Give only the lines from the one containing "Annotate the black plastic" through the end of the material below, exactly as written.
── Dataset records
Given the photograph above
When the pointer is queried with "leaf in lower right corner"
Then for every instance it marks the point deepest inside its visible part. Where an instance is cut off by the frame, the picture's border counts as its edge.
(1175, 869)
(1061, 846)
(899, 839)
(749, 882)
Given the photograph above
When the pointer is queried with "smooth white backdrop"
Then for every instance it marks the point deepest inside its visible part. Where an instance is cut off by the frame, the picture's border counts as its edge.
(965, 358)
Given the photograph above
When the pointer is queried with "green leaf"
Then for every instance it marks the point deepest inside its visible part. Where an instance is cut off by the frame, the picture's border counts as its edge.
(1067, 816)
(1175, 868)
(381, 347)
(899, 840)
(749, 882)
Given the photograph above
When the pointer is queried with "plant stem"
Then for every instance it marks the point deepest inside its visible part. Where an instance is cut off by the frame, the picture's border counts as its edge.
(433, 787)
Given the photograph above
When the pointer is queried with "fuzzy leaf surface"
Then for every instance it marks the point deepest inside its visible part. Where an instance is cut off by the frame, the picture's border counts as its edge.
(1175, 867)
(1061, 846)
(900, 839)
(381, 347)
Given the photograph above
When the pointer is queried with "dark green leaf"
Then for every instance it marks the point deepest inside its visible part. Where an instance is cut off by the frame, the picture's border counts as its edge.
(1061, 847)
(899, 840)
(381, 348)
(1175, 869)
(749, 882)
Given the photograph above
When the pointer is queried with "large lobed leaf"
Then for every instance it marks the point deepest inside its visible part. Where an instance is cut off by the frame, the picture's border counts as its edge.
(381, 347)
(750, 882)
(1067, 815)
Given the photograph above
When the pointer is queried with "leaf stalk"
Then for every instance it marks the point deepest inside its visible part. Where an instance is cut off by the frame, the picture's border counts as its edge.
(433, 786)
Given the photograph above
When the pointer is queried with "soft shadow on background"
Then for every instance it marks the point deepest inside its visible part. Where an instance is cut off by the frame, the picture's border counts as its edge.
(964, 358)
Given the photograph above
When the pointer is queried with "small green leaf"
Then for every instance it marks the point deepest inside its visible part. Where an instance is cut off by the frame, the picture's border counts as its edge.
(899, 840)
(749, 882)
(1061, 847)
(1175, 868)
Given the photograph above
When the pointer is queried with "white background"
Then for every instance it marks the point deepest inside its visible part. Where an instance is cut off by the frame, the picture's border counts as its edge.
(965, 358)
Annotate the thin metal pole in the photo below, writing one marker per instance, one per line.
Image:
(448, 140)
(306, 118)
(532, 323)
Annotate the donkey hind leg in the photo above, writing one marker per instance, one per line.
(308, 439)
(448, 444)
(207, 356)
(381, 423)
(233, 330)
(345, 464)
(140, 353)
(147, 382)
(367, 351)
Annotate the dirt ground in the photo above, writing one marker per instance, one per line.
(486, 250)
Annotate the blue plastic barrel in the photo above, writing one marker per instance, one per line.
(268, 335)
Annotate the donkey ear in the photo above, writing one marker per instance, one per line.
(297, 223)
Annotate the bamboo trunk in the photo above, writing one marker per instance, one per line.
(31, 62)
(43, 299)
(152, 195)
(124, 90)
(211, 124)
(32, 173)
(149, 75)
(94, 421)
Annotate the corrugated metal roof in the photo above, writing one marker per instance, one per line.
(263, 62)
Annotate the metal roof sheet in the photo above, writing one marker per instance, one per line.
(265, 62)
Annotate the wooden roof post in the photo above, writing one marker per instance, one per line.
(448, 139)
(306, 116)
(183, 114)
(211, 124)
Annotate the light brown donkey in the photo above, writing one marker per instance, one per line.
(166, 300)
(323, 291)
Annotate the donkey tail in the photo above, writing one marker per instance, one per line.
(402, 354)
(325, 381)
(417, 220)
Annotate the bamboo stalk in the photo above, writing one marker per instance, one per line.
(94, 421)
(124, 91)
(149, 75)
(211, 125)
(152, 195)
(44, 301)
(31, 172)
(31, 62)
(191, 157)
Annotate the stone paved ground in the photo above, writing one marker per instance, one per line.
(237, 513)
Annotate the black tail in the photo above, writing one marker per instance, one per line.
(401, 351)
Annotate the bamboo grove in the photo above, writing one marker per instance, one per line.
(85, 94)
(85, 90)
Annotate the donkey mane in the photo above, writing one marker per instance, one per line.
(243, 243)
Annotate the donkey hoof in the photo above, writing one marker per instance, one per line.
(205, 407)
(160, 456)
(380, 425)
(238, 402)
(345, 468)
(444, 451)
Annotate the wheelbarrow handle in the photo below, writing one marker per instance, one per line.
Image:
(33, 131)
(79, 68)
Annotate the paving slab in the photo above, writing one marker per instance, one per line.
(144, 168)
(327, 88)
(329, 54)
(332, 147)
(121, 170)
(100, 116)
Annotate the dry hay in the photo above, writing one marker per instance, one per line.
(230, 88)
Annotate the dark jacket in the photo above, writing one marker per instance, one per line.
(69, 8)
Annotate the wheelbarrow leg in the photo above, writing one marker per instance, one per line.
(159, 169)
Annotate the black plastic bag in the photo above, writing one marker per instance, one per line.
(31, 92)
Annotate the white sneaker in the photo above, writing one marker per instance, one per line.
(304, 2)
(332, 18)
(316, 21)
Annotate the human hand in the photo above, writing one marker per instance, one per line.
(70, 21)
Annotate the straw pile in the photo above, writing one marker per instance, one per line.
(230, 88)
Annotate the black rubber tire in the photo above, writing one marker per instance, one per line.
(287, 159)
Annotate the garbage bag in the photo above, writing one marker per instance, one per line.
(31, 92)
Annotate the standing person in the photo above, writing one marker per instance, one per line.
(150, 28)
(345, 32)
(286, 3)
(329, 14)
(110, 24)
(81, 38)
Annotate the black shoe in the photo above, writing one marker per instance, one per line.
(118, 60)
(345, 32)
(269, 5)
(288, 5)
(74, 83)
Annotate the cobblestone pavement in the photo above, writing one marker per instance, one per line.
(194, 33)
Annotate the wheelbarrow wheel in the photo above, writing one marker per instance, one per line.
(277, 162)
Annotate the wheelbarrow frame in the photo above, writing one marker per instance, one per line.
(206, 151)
────
Response to the task >>
Annotate the black plastic bag in the photo above, writing one marker per instance, one per line.
(31, 92)
Annotate the white sneaker in the photo above, writing one marker per instance, one per line.
(304, 2)
(332, 18)
(316, 21)
Annotate the human hand in the photo above, writing one marker per instance, one per line.
(70, 21)
Annotate the straw pile in the photo above, writing one marker per instance, one per line.
(230, 88)
Annotate the black rubber tire in the photo above, writing one marker per instance, one per line.
(287, 159)
Annotate the garbage bag in the photo above, writing one marker per instance, one per line.
(31, 92)
Annotate the standing person in the photo above, writing one marker per instance, one per line.
(150, 28)
(345, 32)
(286, 3)
(329, 14)
(110, 24)
(81, 38)
Annotate the black shoe in the photo above, writing one marker per instance, one per line.
(118, 60)
(345, 32)
(269, 5)
(288, 5)
(74, 83)
Annotate the cobblestone pavement in the photo above, writing one marker per instance, one per line.
(194, 33)
Annotate the wheelbarrow wheel in the photo above, writing one marker per instance, one per line.
(277, 162)
Annotate the wheelbarrow frame in the photo above, writing one marker per instance, one per line.
(206, 151)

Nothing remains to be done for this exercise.